* Work instructions: Write out all of the entries exactly as given.
* START Supplied entries *
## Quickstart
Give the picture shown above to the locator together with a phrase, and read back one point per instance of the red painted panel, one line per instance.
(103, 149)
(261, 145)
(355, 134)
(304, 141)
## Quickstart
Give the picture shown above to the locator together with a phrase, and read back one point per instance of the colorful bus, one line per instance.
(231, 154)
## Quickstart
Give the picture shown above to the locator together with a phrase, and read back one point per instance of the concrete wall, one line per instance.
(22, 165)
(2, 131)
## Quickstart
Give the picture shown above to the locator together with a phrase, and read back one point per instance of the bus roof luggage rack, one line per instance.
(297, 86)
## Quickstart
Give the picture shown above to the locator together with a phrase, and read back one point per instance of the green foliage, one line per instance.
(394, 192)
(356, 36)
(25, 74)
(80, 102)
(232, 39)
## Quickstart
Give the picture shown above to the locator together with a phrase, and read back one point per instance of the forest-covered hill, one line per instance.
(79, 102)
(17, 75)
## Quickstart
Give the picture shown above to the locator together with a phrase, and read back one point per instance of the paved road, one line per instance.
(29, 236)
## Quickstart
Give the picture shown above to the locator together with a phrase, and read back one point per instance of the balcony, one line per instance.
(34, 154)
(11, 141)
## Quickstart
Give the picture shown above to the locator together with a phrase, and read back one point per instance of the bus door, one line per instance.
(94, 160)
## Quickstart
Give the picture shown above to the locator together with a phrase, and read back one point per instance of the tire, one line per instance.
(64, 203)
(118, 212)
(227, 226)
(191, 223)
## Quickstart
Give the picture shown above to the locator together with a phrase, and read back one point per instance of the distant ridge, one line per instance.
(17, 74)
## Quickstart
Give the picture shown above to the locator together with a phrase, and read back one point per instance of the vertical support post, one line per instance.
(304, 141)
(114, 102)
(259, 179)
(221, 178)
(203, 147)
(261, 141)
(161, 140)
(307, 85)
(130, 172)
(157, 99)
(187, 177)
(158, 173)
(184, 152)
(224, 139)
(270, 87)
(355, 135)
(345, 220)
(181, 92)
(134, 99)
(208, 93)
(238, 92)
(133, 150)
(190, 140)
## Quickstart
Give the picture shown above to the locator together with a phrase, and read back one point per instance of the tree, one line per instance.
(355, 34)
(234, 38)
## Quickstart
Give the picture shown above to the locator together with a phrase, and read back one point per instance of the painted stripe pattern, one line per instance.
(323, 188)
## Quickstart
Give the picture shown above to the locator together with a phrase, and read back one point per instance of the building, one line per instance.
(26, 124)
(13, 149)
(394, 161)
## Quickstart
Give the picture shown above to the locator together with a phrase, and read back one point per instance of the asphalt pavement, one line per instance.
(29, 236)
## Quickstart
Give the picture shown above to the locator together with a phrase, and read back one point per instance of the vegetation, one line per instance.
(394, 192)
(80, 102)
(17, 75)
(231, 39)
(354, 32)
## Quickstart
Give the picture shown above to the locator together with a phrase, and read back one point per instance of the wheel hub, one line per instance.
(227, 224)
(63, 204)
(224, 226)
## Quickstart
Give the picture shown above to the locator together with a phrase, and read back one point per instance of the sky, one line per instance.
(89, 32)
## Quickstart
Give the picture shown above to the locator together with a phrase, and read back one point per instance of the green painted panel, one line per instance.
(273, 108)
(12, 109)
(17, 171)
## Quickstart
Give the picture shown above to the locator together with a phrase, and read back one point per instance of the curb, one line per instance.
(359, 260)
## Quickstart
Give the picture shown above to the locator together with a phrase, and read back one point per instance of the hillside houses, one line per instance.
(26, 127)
* END Supplied entries *
* Correct result:
## Quickstart
Give the picture shown above to the locator together with a phrase, and read back one point per instance of the red painted panel, one line per instance.
(103, 149)
(261, 145)
(355, 134)
(304, 141)
## Quickstart
Give the picture shown above to the locator together with a phrase, and read back one point per instance of the colorful bus, one line per instance.
(231, 154)
## Quickstart
Give the picture shown above to the locator together with a phrase, and read back one point per instance of the concrete wall, one line per instance.
(22, 165)
(2, 131)
## Quickstart
Give the picture shown above to the locator together with a phrase, and read back one point per instance of the bus roof luggage rack, one line per instance.
(297, 86)
## Quickstart
Give the picture shown above to the locator together with a phrase, and read back one point per instance of the green foliage, one line per instance.
(394, 192)
(356, 36)
(25, 74)
(80, 102)
(232, 39)
## Quickstart
Give the picture shown above to the locator together with a phrase, and read back one point per instance of the forest-covered hill, one line per instance.
(79, 102)
(17, 75)
## Quickstart
Give the picture shown above to the locator together with a phrase, and read back one point per instance of the paved road, one line per instance.
(29, 236)
## Quickstart
Give the picture shown above to the locator together with a phrase, and read back one point per instance of the balcony, one line per instance.
(34, 154)
(11, 141)
## Quickstart
Give the picture shown above to the locator together with a phrase, and read back one point per instance of the bus door, one line per instance.
(94, 160)
## Quickstart
Give the picture shown above to the locator together with a phrase, and read back one point per instance of the tire, one line per instance.
(64, 203)
(118, 212)
(227, 226)
(191, 223)
## Quickstart
Give the picture shown above to the locator together with a phrase, and read back one point per instance of the distant ridge, one line per instance.
(17, 74)
## Quickstart
Give the picture shown above to the locator together with a phrase, and read back one point per instance of the vertical support post, one line per instance.
(304, 141)
(114, 102)
(259, 179)
(221, 178)
(203, 147)
(261, 141)
(161, 140)
(307, 85)
(130, 172)
(157, 99)
(187, 177)
(158, 173)
(184, 152)
(224, 139)
(270, 87)
(355, 135)
(345, 220)
(181, 92)
(134, 99)
(208, 93)
(238, 92)
(133, 150)
(190, 140)
## Quickstart
Give the picture shown above to the locator together with a phrase, and read back one point per instance of the tree, one line per instance.
(355, 34)
(234, 38)
## Quickstart
Give the picture shown above to the locator together with a phrase, and read back one point per instance of the painted stripe pattern, one line per instance.
(323, 188)
## Quickstart
Give the picture shown above to the locator together with a phrase, and read back one point per instance of the building, one line per instance.
(26, 124)
(13, 149)
(394, 161)
## Quickstart
Give the picture shown above to the locator together with a phrase, and read back one point per instance of the asphalt pavement, one line per instance.
(29, 236)
## Quickstart
Give the picture shown above to the locator together with a phrase, and read back one point per instance of the vegetation, one line per instance.
(394, 192)
(80, 102)
(17, 75)
(231, 39)
(354, 32)
## Quickstart
Give the picture shown above to the locator together with a phrase, and read back one point per instance of the wheel hub, one line per instance.
(227, 224)
(63, 204)
(224, 226)
## Quickstart
Give the picture shown above to the locator together with a phrase, and read back one point per instance of the sky, one line per instance.
(89, 32)
## Quickstart
Give the picture shown above to the locator together with a phrase, and read back one point per instance of the green painted panel, one line per instance.
(273, 108)
(12, 109)
(17, 171)
## Quickstart
Give the picture shown above to the locator together with a phrase, and read back one point per instance of the curb, one line per instance.
(359, 260)
## Quickstart
Give the picture shown above to the locator together with a phrase, and read back one point per instance of the hillside houses, one line per instance.
(26, 127)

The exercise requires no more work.